▼

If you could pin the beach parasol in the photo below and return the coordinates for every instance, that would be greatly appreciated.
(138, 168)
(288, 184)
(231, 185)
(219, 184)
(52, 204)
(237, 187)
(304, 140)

▲

Type out all of the material again, word for word.

If you could pin the beach parasol in the photo below and return the coordinates for every instance, that would be greatly appreciated.
(138, 168)
(288, 184)
(231, 185)
(219, 184)
(52, 204)
(237, 187)
(304, 140)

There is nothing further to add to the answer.